=== Work to complete ===
Reproduce word for word the part of the items below that opens with the line containing "1179, row 530." and closes with the line containing "column 168, row 527", with both of those lines included.

=== The data ===
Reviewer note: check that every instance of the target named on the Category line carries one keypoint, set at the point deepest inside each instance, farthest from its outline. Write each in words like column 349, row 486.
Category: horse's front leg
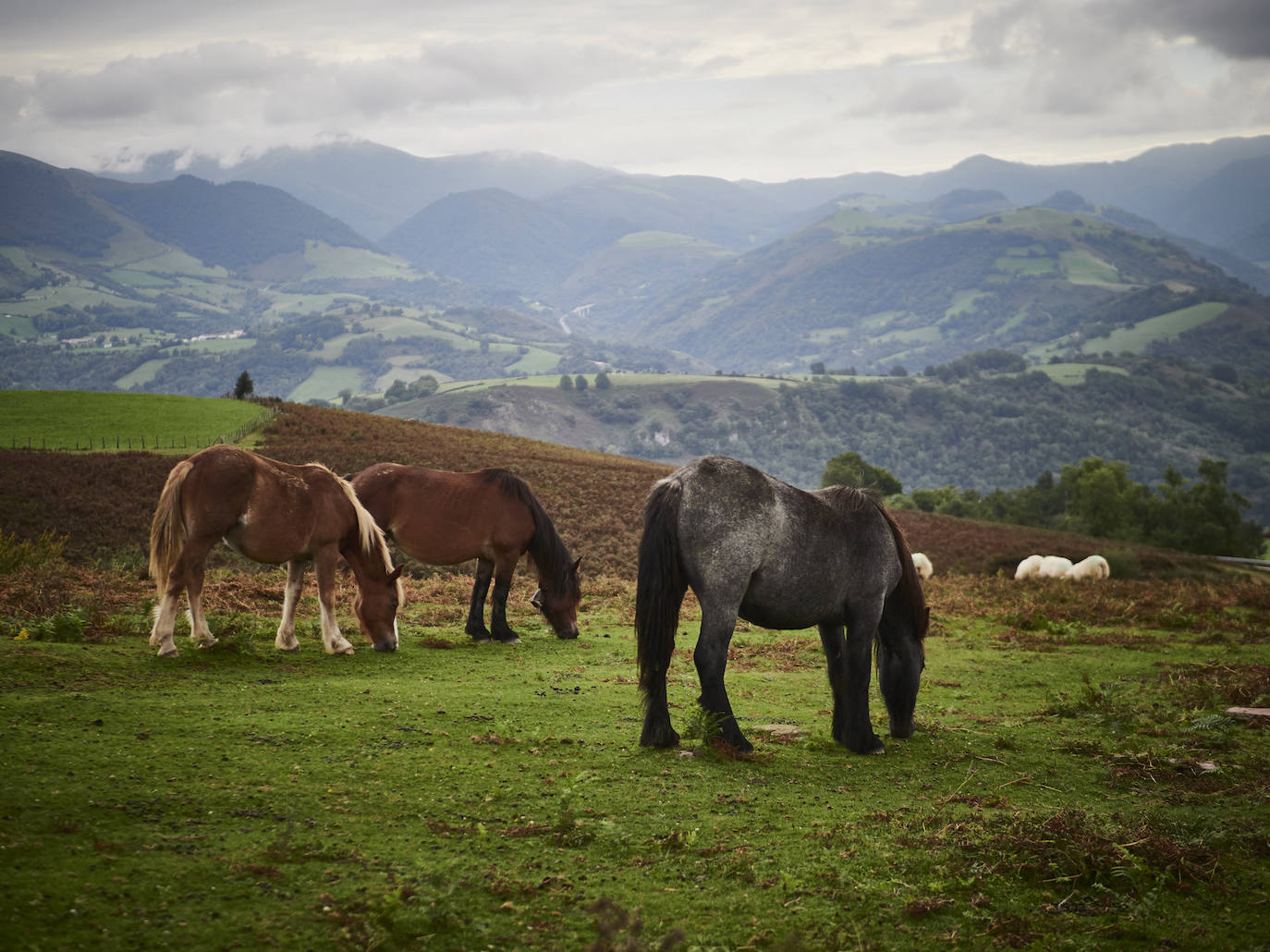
column 324, row 568
column 287, row 640
column 712, row 658
column 503, row 568
column 849, row 660
column 476, row 608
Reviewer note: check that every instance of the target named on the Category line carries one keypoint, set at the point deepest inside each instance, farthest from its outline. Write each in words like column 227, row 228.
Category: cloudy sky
column 732, row 88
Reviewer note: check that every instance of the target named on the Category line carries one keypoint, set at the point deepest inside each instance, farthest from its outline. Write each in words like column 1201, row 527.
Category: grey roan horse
column 781, row 557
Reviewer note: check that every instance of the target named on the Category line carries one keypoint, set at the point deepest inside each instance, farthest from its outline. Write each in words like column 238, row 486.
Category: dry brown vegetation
column 102, row 503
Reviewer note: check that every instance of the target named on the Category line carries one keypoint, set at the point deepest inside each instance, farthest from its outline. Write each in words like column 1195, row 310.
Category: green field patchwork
column 1166, row 326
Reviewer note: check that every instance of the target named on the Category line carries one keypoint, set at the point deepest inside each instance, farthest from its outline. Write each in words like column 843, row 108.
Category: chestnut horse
column 446, row 519
column 271, row 512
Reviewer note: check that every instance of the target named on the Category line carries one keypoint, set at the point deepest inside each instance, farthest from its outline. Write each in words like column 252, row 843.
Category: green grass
column 67, row 419
column 1082, row 267
column 1073, row 373
column 465, row 796
column 325, row 384
column 1162, row 328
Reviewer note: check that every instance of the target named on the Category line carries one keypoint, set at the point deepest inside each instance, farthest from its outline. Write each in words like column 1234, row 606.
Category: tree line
column 1093, row 498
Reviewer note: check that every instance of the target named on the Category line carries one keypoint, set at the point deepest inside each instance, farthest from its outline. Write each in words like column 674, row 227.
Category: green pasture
column 325, row 384
column 641, row 240
column 1082, row 267
column 1161, row 328
column 64, row 419
column 1070, row 786
column 1073, row 373
column 326, row 262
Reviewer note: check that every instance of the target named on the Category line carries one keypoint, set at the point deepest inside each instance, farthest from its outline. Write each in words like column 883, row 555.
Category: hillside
column 235, row 225
column 596, row 500
column 971, row 428
column 870, row 288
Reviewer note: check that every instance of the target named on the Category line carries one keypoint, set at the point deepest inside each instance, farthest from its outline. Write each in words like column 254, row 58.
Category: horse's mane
column 370, row 536
column 546, row 548
column 910, row 581
column 849, row 499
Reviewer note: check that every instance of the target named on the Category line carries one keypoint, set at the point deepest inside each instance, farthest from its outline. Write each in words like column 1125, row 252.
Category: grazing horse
column 446, row 519
column 1093, row 568
column 271, row 512
column 923, row 565
column 780, row 557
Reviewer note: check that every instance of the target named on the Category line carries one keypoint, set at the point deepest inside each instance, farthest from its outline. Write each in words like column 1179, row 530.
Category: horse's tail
column 909, row 593
column 168, row 527
column 659, row 587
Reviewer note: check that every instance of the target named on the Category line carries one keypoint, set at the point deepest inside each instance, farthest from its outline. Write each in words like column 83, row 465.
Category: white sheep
column 1055, row 567
column 923, row 565
column 1093, row 568
column 1028, row 568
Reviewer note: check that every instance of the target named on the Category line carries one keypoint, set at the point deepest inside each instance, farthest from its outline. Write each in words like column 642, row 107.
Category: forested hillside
column 977, row 431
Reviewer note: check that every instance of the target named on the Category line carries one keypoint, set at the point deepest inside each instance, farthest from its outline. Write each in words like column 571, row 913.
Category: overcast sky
column 730, row 88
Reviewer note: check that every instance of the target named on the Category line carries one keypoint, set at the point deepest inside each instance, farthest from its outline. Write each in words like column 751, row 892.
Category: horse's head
column 379, row 595
column 559, row 602
column 900, row 659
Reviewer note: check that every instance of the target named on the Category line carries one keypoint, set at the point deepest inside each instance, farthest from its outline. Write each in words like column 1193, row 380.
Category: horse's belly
column 788, row 617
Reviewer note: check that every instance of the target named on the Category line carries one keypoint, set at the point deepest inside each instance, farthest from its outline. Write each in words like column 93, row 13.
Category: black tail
column 659, row 591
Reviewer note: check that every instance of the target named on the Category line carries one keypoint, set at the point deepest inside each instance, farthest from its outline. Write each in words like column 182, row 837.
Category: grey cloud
column 1237, row 28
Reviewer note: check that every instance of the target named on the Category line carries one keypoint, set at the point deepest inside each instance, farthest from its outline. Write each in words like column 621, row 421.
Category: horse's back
column 787, row 556
column 445, row 519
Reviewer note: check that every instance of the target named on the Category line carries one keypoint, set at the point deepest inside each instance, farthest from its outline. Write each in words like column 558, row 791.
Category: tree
column 851, row 470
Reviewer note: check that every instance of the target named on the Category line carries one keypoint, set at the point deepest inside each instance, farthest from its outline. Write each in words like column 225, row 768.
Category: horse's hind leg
column 849, row 659
column 476, row 609
column 184, row 568
column 199, row 631
column 712, row 658
column 287, row 640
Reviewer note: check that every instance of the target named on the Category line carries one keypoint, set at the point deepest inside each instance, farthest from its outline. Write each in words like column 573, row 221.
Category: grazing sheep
column 1093, row 568
column 923, row 565
column 1055, row 567
column 1028, row 568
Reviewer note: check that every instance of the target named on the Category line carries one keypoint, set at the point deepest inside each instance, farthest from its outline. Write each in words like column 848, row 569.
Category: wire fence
column 159, row 441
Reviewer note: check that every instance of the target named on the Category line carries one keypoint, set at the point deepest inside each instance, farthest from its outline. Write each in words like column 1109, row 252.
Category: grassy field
column 1075, row 781
column 1073, row 784
column 65, row 419
column 1166, row 325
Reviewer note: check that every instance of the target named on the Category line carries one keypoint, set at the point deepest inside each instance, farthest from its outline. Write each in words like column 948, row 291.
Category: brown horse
column 446, row 519
column 274, row 513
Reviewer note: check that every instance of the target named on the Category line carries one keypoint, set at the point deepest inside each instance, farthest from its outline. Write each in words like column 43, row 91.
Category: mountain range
column 335, row 273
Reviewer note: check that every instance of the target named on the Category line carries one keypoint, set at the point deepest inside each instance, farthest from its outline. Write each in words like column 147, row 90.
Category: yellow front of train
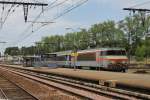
column 115, row 60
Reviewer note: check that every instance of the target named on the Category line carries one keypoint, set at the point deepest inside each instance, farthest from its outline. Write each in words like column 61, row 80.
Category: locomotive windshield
column 114, row 52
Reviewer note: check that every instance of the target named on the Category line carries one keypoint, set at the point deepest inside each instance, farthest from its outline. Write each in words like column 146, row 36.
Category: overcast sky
column 94, row 11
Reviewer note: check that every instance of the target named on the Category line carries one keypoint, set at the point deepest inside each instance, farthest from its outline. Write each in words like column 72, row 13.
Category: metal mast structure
column 25, row 6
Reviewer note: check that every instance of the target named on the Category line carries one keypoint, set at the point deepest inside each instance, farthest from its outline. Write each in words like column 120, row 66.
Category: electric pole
column 143, row 18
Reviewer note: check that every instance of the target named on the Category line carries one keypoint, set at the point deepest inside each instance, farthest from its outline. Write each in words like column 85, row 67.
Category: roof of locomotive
column 99, row 49
column 62, row 53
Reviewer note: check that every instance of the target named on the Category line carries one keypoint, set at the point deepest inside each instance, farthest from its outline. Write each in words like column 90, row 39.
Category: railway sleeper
column 108, row 83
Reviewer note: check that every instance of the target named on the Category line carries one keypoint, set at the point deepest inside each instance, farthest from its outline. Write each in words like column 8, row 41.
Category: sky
column 92, row 12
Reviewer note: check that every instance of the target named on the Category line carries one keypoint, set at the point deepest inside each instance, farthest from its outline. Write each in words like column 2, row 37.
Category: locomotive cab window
column 113, row 52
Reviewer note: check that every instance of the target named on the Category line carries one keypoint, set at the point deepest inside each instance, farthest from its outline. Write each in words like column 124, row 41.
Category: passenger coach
column 114, row 59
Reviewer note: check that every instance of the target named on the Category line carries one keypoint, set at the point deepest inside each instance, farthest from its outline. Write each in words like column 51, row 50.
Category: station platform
column 128, row 79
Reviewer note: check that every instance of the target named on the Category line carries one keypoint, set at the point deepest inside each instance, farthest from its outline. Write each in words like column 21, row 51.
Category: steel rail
column 68, row 89
column 121, row 94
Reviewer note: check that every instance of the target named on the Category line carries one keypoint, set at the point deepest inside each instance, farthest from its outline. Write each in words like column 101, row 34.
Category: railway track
column 98, row 91
column 10, row 91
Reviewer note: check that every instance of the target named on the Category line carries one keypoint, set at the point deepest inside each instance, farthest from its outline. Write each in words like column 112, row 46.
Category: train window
column 113, row 52
column 87, row 57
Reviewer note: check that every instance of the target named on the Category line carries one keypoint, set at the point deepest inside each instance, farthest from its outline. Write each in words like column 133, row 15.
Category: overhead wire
column 8, row 13
column 51, row 6
column 62, row 14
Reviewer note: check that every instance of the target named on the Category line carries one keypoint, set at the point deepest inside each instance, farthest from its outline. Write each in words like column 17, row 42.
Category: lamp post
column 146, row 39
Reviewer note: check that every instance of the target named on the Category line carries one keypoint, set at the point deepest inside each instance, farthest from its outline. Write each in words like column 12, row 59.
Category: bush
column 140, row 53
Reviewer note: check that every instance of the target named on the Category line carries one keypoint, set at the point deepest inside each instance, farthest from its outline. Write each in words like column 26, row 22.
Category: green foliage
column 127, row 34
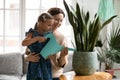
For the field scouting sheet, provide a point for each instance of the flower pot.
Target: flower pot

=== Full answer ===
Reviewer note: check that every instance of the target named on the Category line carries one keypoint, set at the point deepest inside each instance, farthest from its outline. Write each in words like column 1179, row 530.
Category: horse's tail
column 909, row 593
column 168, row 527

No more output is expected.